▶ [Data records]:
+ + + + +
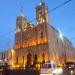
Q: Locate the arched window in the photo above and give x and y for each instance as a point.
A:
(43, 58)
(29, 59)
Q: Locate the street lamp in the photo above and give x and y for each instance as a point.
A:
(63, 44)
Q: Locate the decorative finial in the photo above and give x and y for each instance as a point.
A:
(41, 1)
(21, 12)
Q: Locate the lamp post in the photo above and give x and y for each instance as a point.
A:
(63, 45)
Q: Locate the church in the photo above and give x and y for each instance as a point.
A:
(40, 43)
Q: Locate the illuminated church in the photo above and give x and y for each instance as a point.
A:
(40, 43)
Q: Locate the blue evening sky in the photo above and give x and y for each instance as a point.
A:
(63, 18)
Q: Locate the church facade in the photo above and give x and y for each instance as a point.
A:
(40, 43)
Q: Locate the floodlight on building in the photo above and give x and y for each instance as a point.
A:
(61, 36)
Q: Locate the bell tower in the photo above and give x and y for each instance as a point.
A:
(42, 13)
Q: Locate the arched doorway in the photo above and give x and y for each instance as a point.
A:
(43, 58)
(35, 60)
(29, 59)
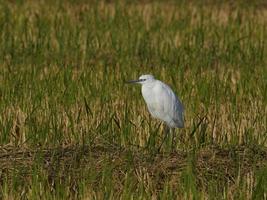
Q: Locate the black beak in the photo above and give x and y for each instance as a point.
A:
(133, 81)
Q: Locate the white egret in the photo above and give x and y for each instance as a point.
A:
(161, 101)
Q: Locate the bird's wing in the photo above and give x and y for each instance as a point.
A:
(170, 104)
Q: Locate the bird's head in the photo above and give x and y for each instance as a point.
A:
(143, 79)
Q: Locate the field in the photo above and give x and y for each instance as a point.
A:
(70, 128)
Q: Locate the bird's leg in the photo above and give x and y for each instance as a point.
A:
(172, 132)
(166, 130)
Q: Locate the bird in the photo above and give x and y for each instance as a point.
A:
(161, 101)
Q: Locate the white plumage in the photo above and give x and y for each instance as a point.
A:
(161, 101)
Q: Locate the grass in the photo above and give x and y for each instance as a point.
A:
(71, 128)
+ + + + +
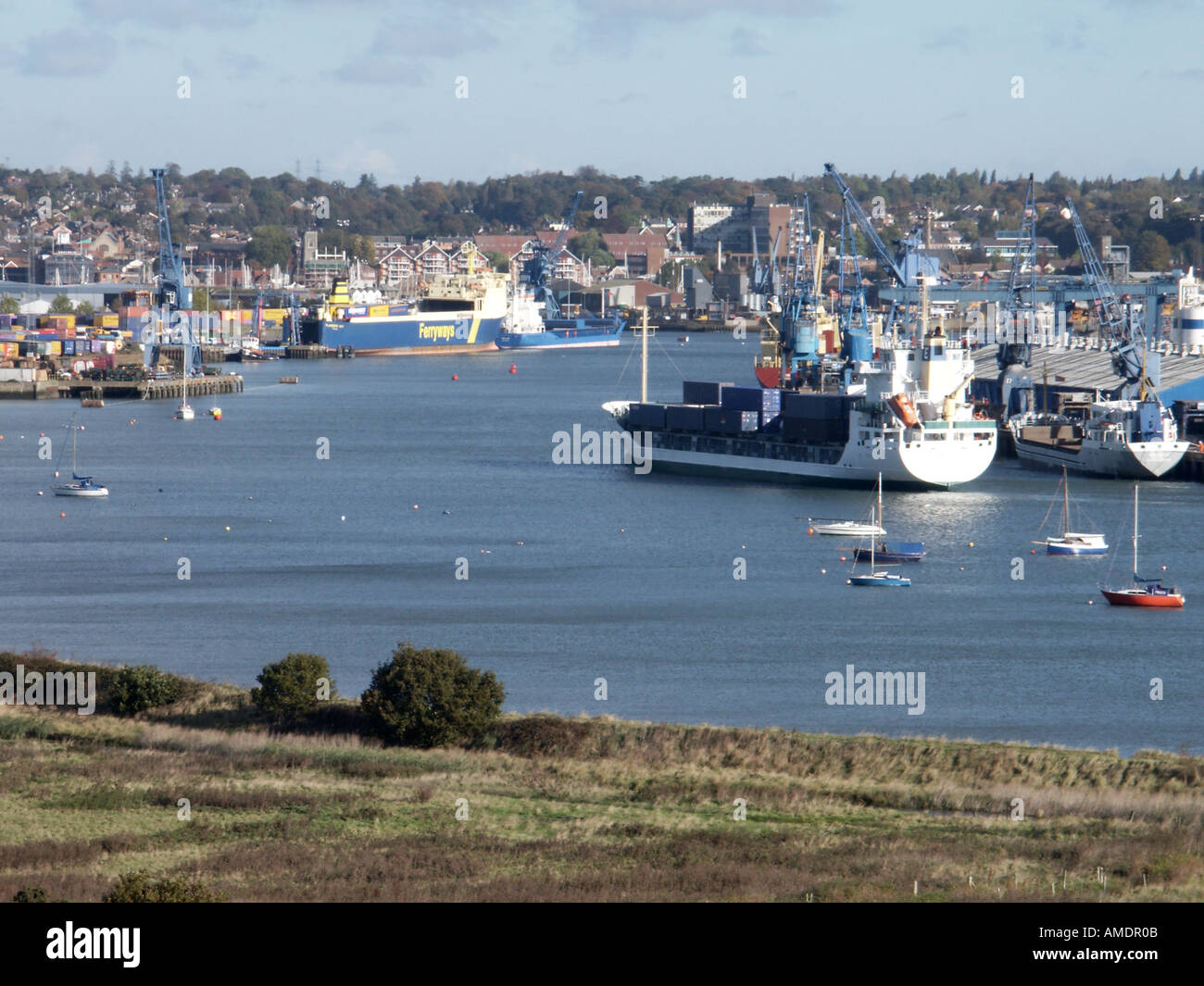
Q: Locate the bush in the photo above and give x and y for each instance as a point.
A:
+ + + + +
▶ [What you should do]: Return every line above that contains the word "lamp", copying each one in full.

▶ [Solution to the exercise]:
Q: Locate the street lamp in the photo above and give x and y for each instance as a point.
Q: Locate the lamp post in the photo above and give x and y for each instance as a point.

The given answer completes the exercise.